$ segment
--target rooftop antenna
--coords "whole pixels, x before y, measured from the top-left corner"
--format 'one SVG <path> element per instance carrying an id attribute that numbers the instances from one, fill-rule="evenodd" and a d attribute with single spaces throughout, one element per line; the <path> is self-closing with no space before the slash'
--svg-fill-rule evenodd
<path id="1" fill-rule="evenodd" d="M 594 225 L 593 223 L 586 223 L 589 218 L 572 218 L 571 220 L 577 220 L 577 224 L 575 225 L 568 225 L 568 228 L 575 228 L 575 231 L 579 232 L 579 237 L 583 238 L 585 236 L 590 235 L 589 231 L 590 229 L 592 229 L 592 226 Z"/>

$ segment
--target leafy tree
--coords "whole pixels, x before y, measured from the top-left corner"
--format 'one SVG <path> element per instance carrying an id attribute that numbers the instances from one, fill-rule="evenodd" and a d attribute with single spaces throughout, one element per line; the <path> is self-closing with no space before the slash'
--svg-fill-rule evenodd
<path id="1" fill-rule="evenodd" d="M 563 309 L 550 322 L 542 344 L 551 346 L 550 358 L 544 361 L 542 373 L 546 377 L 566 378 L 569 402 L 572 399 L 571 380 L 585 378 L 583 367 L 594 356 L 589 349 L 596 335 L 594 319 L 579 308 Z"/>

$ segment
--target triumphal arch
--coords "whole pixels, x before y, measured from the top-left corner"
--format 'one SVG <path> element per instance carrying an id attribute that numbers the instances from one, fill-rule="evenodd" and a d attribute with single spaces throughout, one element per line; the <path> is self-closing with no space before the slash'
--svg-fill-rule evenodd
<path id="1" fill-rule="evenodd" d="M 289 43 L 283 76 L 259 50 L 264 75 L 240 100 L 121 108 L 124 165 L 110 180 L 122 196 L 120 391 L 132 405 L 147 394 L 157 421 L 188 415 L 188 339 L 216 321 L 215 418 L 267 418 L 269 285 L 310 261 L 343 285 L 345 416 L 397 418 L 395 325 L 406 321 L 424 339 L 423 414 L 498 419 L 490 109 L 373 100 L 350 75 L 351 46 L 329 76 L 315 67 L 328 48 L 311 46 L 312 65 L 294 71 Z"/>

=-=-=

Put every line of the records above into a Markdown table with two columns, "Row" and "Line". Number the rows and leave out the blank lines.

| Row | Line |
|---|---|
| 1 | $ segment |
| 2 | --target rooftop antenna |
| 3 | --coords "whole pixels, x before y, measured from the top-left corner" |
| 4 | --format 'one SVG <path> element per instance carrying an id attribute that numbers the instances from one, fill-rule="evenodd" and a d attribute with single spaces throughout, one element per line; the <path> is self-closing with no space before the slash' |
| 5 | --svg-fill-rule evenodd |
| 6 | <path id="1" fill-rule="evenodd" d="M 594 225 L 593 223 L 586 223 L 589 218 L 572 218 L 571 220 L 577 220 L 577 224 L 575 225 L 568 225 L 568 228 L 575 228 L 575 231 L 579 232 L 579 237 L 583 238 L 585 236 L 590 235 L 589 231 L 590 229 L 592 229 L 592 226 Z"/> |
| 7 | $ segment |
| 8 | --target leafy tree |
| 9 | --coords "whole pixels, x before y, measured from the top-left corner" |
| 10 | --format 'one SVG <path> element per instance carrying an id attribute that numbers the instances from one, fill-rule="evenodd" and a d attribute with single spaces throughout, one element per line; the <path> is self-closing with no space before the slash' |
| 11 | --svg-fill-rule evenodd |
| 12 | <path id="1" fill-rule="evenodd" d="M 563 309 L 550 322 L 542 344 L 551 346 L 550 358 L 544 361 L 542 373 L 546 377 L 566 378 L 569 402 L 572 399 L 571 380 L 585 378 L 583 367 L 594 356 L 589 349 L 596 335 L 594 319 L 579 308 Z"/> |
| 13 | $ segment |
| 14 | --target triumphal arch |
| 15 | --coords "whole pixels, x before y, measured from the top-left corner" |
| 16 | --format 'one SVG <path> element per instance carrying an id attribute that numbers the instances from one, fill-rule="evenodd" and a d attribute with single spaces throughout, one element per line; the <path> is self-closing with no space before the slash' |
| 17 | --svg-fill-rule evenodd |
| 18 | <path id="1" fill-rule="evenodd" d="M 289 43 L 283 76 L 259 50 L 264 75 L 240 100 L 121 108 L 124 165 L 110 180 L 122 196 L 120 391 L 132 405 L 147 394 L 157 421 L 188 415 L 188 339 L 216 321 L 215 418 L 267 418 L 269 285 L 310 261 L 343 285 L 345 416 L 397 418 L 395 325 L 406 321 L 424 339 L 423 414 L 498 419 L 490 109 L 373 100 L 350 75 L 351 46 L 329 76 L 315 67 L 328 48 L 311 46 L 312 65 L 294 71 Z"/> |